— start of EXERCISE MATERIALS —

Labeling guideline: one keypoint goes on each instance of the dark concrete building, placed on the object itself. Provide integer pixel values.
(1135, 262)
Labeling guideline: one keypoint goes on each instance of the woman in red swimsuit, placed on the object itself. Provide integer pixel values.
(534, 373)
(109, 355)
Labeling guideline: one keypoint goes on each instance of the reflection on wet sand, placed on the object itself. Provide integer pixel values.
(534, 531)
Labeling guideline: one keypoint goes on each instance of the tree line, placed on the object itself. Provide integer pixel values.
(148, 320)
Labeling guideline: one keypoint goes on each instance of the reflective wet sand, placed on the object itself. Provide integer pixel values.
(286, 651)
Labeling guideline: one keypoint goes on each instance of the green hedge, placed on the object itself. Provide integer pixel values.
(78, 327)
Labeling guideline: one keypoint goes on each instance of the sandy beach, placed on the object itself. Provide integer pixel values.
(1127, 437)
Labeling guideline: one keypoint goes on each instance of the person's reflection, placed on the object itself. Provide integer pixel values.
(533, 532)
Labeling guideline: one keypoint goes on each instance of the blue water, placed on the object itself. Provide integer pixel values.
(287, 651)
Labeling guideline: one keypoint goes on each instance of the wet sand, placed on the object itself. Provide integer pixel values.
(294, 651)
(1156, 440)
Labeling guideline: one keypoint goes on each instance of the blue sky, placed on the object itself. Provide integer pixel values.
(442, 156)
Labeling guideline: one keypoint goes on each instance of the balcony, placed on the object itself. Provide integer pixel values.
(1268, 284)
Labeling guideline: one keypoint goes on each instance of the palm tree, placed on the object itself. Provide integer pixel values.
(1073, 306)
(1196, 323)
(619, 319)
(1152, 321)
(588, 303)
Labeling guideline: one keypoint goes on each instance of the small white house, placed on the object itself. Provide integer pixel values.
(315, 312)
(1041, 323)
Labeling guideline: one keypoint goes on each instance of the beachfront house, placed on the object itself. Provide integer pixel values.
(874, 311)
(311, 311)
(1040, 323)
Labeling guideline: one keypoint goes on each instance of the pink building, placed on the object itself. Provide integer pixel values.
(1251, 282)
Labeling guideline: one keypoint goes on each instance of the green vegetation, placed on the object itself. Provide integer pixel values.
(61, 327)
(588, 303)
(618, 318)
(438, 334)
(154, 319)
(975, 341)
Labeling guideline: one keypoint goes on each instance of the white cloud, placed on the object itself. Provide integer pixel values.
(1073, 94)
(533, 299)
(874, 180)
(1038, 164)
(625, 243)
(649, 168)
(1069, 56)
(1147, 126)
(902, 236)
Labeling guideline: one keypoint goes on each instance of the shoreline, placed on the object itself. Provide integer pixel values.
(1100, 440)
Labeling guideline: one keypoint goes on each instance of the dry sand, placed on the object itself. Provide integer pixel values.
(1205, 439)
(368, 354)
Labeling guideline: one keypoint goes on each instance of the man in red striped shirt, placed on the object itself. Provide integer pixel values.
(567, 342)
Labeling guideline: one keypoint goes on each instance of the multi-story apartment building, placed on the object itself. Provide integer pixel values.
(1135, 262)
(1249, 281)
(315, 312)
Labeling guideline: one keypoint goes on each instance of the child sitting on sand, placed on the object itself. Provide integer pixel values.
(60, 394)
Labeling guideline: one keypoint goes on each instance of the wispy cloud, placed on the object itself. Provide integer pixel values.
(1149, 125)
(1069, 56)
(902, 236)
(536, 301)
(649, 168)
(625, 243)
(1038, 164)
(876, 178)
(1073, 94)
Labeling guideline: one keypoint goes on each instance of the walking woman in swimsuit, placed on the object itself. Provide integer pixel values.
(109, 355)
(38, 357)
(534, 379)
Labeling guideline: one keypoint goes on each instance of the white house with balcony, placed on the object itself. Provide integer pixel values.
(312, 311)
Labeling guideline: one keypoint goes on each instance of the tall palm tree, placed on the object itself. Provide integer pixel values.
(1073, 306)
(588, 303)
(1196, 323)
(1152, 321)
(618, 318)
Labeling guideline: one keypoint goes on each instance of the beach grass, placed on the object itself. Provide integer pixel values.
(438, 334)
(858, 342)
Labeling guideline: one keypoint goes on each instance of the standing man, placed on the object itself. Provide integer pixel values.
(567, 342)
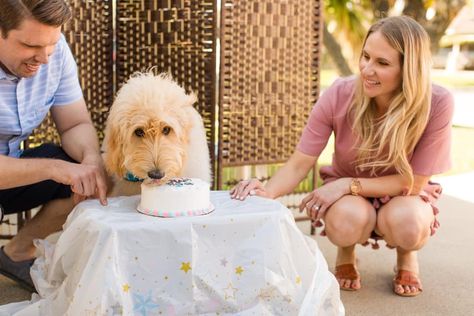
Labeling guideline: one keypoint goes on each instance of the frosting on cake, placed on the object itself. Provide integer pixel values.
(176, 197)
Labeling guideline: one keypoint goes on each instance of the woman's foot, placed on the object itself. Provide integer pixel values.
(406, 281)
(346, 271)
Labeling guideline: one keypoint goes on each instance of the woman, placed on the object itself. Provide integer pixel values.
(392, 133)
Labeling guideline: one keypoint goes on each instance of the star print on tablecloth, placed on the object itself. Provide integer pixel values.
(239, 270)
(93, 312)
(185, 266)
(125, 287)
(229, 291)
(223, 262)
(298, 280)
(117, 309)
(266, 293)
(143, 303)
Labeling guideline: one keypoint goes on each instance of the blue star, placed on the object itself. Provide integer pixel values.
(143, 303)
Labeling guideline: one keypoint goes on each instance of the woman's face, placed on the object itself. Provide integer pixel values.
(380, 69)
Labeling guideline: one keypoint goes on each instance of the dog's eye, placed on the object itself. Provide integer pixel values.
(166, 130)
(139, 132)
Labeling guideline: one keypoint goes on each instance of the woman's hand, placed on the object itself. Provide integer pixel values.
(248, 187)
(318, 201)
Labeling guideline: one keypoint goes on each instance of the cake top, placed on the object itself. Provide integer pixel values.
(174, 182)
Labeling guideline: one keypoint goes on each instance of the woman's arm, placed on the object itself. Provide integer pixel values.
(283, 182)
(389, 185)
(318, 201)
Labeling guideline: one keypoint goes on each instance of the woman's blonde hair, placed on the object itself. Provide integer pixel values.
(387, 142)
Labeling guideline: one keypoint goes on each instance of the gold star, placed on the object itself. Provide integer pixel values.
(239, 270)
(266, 293)
(298, 279)
(125, 287)
(229, 291)
(185, 266)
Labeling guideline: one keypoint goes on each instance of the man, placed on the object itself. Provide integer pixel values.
(38, 74)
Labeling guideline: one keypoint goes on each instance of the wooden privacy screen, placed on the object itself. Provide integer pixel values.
(265, 85)
(269, 78)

— end of EXERCISE MATERIALS —

DIRECTION: Copy every record above word for word, leaving the pictures out.

CORRECT RESULT:
Labeling guideline: one keypoint goes on each instance of the dark concrete building, placed on the object itself. Provide integer pixel values.
(1135, 262)
Labeling guideline: one keypoint goes on each instance of the woman in red swimsuit, placed on the object itself. Provide integer pixel values.
(534, 373)
(109, 355)
Labeling guideline: one keypoint goes on each instance of the reflection on wet sand, placed on the object itself. Provide integer pixel values.
(534, 531)
Labeling guideline: one keypoint goes on each instance of the tree line, placed on the object itself. Provide integer pixel values.
(148, 320)
Labeling guideline: one keypoint goes on each instance of the reflective wet sand, placed on the object itself. Provide integer pixel values.
(286, 651)
Labeling guideline: one keypoint goes on each instance of the green hedge, placed on the object itself. Provide integer pixel values.
(78, 327)
Labeling guideline: one keypoint goes on each instance of the sandy beach, placed on the object itself. Provide integer pixel values.
(1127, 437)
Labeling guideline: one keypoint goes on each instance of the person's reflection, placed on the object itself. Provide integer pixel values.
(533, 532)
Labeling guideline: one keypoint goes on each instance of the blue water, placed on the object itself. Provide integer pixel values.
(287, 651)
Labeling guideline: one keypoint goes on each instance of the wet sand, placed on the object itself. Provide integer pixel values.
(294, 651)
(1156, 440)
Labeling guideline: one keypoint goes on each instance of the blue sky, placed on the object itself. Provide integer pixel values.
(442, 156)
Labeling guideline: one keypoint goes on each instance of the balcony, placed on the object itself. Provide integer pixel values.
(1268, 284)
Labeling guideline: one keypoint goes on each instance of the palm tree, placed on the object itself. Provide integer pixel values.
(1073, 306)
(1196, 323)
(619, 319)
(1152, 321)
(588, 303)
Labeling guideline: one keypoint goes on each instance of the small white house, placed on the object itself. Provide integer pixel values.
(315, 312)
(1041, 323)
Labeling guideline: one keypoint goes on each instance of the beachfront house, placed on the object itself. Provide integer pixel values.
(874, 311)
(311, 311)
(1040, 323)
Labeling guideline: one keypoint goes on each instance of the pink building, placed on the object itself. Provide integer pixel values.
(1251, 282)
Labeling guideline: one keypoint goes on each instance of the green vegetation, placed on the object itself. Provide integer pixel values.
(61, 327)
(588, 303)
(618, 318)
(438, 334)
(154, 319)
(975, 341)
Labeling guideline: one keypoint goes on each instance of the white cloud, placed on the object itself. Provide integer pixel values.
(1073, 94)
(533, 299)
(874, 180)
(1038, 164)
(625, 243)
(649, 168)
(1069, 56)
(1147, 126)
(902, 236)
Labeling guideline: one keypoint goes on each instance of the shoreline, placed on the object itself. Provide integer pixel values.
(1100, 440)
Labeling guideline: one keypoint goes on each instance of the dry sand, placed on the object itself. Provide integer pixel values.
(1205, 439)
(368, 354)
Labeling guideline: one keypoint goes on each instance of the man in red striped shirt, placed on the object itself. Provide integer pixel values.
(567, 342)
Labeling guideline: one keypoint goes on each instance of the multi-story apartment building, placed on the object itself. Provide integer pixel values.
(1135, 262)
(1249, 281)
(315, 312)
Labeling guideline: one keypoint goes on each instance of the child sitting on sand, placed on the object itself. Provide integer pixel values.
(60, 394)
Labeling guideline: one keypoint goes on each instance of the wispy cloud, placed on the object itself. Provide integer pixel values.
(1149, 125)
(1069, 56)
(902, 236)
(536, 301)
(649, 168)
(625, 243)
(1038, 164)
(876, 178)
(1073, 94)
Labeling guideline: one keypoint goes on each instance of the walking woman in swimsuit, placed on the object itself. Provide integer pixel values.
(109, 355)
(38, 357)
(534, 379)
Labeling guideline: one keypoint goes on each instance of the white house with balcony, placed on the object itself. Provide integer pixel values.
(312, 311)
Labeling guideline: one keypoint goes on each instance of the tall palm tree, placed on the object itself. Provide integer pixel values.
(1073, 306)
(588, 303)
(1196, 323)
(1152, 321)
(618, 318)
Labeling guideline: one keypoint goes on each instance of the beach grass, placed on the object itself. Provide integer pixel values.
(438, 334)
(858, 342)
Labeling guideline: one keypoint goes on each instance of the standing man, placed on the object itself. Provide integer pixel values.
(567, 342)
Labeling guideline: one keypoint goes on each instance of the frosting on cake, placed on the object itself. Provide integer pixel values.
(176, 197)
Labeling guideline: one keypoint goes on each instance of the woman's foot, placed on the object itself. Provide integer pixel values.
(406, 281)
(346, 271)
Labeling guideline: one keypoint goes on each instance of the woman, placed on the object itself. Provide integer pixel values.
(392, 133)
Labeling guideline: one keypoint goes on each instance of the star print on tablecloth, placed on the object itself. Provide integer pixel values.
(239, 270)
(93, 312)
(185, 266)
(125, 287)
(229, 291)
(223, 262)
(298, 280)
(117, 309)
(266, 293)
(143, 303)
Labeling guideline: one keypoint goes on each instance of the blue star, placed on the object itself. Provide integer pixel values.
(143, 303)
Labeling guideline: one keypoint goes on each instance of the woman's face, placed on the object itself. Provide integer pixel values.
(380, 69)
Labeling guideline: one keypoint goes on each instance of the dog's eye, placed on the object itself. Provide integer pixel values.
(166, 130)
(139, 132)
Labeling guideline: one keypoint goes on each instance of the woman's hand, placed on the object itself. Provide integer pixel values.
(248, 187)
(318, 201)
Labeling guideline: one keypoint goes on each instance of the cake top, placed on the object itself. Provide integer pixel values.
(174, 182)
Labeling guideline: one keypoint goes on each instance of the woman's arm, placed on the object itself. Provide integer pixel values.
(283, 182)
(389, 185)
(318, 201)
Labeling guideline: one keypoint goes on each instance of the woman's blonde hair, placed on the object itself. Provide integer pixel values.
(387, 142)
Labeling guideline: one keypoint goes on each instance of the gold star, placed on the object itself. Provide integer pixel values.
(239, 270)
(266, 293)
(298, 279)
(125, 287)
(229, 291)
(185, 266)
Labeling guideline: one keypoint goes on each instance of the man, placed on the object itself. Provide integer pixel values.
(38, 74)
Labeling guideline: one keypoint goes on each instance of the wooden privacy screen, placed on the object itself. Provide integer pixel values.
(265, 85)
(269, 78)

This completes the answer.